#### What is being asked
Would you write out, exactly as they stand, all lines from the one containing "face shown in the photo above." through the end of the listing below, and only those?

================================

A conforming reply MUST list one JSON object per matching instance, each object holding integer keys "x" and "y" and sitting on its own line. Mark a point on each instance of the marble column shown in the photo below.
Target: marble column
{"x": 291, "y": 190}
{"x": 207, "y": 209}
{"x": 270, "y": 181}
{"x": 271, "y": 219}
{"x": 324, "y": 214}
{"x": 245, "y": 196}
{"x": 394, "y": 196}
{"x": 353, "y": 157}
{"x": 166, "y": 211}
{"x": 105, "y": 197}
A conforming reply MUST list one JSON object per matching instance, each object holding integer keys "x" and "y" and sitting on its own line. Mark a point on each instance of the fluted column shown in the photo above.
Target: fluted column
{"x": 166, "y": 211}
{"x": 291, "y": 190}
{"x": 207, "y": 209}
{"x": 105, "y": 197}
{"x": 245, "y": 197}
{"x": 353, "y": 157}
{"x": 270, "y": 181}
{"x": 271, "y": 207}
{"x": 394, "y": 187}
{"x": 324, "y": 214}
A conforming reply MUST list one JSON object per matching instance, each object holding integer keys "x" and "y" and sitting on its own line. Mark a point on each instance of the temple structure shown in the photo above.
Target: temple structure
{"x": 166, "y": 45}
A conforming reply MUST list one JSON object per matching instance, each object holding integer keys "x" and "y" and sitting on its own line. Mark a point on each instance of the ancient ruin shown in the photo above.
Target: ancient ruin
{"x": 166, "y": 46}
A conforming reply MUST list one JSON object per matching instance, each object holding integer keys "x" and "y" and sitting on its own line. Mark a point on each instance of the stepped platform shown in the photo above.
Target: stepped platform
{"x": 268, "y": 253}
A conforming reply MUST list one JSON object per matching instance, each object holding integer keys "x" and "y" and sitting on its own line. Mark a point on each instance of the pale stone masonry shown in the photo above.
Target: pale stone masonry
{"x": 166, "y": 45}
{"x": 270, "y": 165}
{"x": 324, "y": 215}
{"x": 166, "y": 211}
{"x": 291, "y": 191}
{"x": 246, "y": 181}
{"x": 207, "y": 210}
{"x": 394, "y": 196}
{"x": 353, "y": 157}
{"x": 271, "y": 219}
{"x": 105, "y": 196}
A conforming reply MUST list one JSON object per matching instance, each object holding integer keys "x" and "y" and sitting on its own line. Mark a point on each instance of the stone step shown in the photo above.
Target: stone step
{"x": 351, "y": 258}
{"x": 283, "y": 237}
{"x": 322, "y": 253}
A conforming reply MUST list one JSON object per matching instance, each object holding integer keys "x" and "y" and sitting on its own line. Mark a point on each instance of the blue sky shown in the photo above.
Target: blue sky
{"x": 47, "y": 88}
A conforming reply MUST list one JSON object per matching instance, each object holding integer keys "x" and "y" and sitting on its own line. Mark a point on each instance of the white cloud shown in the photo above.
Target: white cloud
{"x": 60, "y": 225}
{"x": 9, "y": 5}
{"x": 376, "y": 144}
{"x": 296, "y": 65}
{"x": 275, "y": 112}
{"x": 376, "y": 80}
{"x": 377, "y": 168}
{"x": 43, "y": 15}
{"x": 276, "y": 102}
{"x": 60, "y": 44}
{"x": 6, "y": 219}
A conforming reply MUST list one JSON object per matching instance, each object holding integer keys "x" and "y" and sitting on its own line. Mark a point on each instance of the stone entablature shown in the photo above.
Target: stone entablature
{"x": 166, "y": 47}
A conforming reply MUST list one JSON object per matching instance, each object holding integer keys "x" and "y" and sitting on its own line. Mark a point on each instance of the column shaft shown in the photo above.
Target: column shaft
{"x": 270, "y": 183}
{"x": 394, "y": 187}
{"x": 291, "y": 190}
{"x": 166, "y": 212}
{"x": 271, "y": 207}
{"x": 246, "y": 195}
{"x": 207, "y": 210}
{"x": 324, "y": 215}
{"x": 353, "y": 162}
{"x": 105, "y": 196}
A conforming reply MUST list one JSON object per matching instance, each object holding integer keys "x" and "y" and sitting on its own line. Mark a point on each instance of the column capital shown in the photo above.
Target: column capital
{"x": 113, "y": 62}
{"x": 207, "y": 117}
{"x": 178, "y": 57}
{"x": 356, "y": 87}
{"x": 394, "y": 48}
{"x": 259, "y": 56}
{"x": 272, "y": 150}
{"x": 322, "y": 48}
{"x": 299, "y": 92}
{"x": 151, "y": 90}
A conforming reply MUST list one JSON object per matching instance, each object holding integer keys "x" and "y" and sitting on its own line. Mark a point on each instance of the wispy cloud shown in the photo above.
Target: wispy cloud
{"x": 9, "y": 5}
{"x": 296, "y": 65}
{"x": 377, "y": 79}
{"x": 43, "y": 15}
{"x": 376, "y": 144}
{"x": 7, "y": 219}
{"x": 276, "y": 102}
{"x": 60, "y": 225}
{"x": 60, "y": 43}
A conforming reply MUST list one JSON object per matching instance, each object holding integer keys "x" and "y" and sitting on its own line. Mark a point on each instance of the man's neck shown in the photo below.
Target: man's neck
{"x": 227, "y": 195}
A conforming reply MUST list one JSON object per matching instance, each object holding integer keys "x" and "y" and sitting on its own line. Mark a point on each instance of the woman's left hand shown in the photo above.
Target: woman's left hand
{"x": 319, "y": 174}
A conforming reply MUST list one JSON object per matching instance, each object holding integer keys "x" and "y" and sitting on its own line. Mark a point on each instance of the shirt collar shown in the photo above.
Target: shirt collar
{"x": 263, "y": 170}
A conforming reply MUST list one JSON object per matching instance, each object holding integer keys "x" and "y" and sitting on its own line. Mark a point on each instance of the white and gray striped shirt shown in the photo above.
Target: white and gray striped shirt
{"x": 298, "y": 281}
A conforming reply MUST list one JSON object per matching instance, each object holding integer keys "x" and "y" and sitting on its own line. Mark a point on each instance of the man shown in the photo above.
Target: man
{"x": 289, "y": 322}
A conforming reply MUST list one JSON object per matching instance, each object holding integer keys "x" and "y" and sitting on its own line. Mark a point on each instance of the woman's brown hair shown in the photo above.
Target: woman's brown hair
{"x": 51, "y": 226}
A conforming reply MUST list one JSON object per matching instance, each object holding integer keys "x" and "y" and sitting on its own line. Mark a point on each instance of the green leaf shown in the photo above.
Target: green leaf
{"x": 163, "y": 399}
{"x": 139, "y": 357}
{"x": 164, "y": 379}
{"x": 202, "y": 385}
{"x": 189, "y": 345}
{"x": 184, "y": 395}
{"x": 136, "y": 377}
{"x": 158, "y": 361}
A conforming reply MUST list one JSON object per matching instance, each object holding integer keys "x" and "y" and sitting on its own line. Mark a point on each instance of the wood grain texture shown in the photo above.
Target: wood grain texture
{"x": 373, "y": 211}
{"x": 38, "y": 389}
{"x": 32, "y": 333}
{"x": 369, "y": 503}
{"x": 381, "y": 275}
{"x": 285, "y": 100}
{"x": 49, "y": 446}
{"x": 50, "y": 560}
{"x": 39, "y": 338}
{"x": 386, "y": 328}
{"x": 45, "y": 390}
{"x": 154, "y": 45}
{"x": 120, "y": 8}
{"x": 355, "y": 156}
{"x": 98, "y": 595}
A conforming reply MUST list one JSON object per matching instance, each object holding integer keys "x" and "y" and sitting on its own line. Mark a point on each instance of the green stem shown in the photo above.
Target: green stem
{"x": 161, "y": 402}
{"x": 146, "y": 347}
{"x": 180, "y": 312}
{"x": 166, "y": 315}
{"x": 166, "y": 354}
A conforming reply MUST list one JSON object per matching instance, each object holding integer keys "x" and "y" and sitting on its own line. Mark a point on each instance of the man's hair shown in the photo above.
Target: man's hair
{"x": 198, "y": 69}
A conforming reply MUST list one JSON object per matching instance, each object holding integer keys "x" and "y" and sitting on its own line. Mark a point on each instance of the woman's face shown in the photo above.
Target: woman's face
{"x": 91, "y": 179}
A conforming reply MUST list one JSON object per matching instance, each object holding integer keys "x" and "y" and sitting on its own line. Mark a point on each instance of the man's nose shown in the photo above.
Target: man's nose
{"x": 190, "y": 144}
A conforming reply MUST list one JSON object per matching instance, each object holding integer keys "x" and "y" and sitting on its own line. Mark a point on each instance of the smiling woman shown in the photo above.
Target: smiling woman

================================

#### Solution to this exercise
A conforming reply MUST list one JSON object per matching instance, each object holding integer keys "x" and "y" and sitting on its own line. Mark a point on each instance of the woman's face shown in the photo above.
Target: woman's face
{"x": 91, "y": 179}
A conforming reply MUST list one JSON object per matching instance, each object holding integer keys "x" and "y" and sitting on its own line. Mark a point on each instance of the man's nose shown in the photo above.
Target: man's nose
{"x": 190, "y": 144}
A conforming reply MUST list one JSON object per matching instance, each object holding integer keys "x" and "y" and sitting on its own line. Mark a point on each instance of the smiling woman shown in the photo above.
Target: smiling woman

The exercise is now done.